*REQUIREMENT:*
Convert the material below into a Markdown table with the columns "No." and "Text", numbering each non-blank line and leaving blank lines out.

*EXTRACTED RECORDS:*
= = = =

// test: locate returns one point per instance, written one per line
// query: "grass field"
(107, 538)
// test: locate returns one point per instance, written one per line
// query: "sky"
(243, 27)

= = = =

*REPLY TO THE EXERCISE:*
| No. | Text |
|---|---|
| 1 | // test: locate returns one point per instance, written one per line |
| 2 | // query: "grass field" |
| 3 | (107, 538) |
| 4 | // test: locate returns one point per instance, written one per line |
| 5 | // query: "sky" |
| 6 | (243, 27) |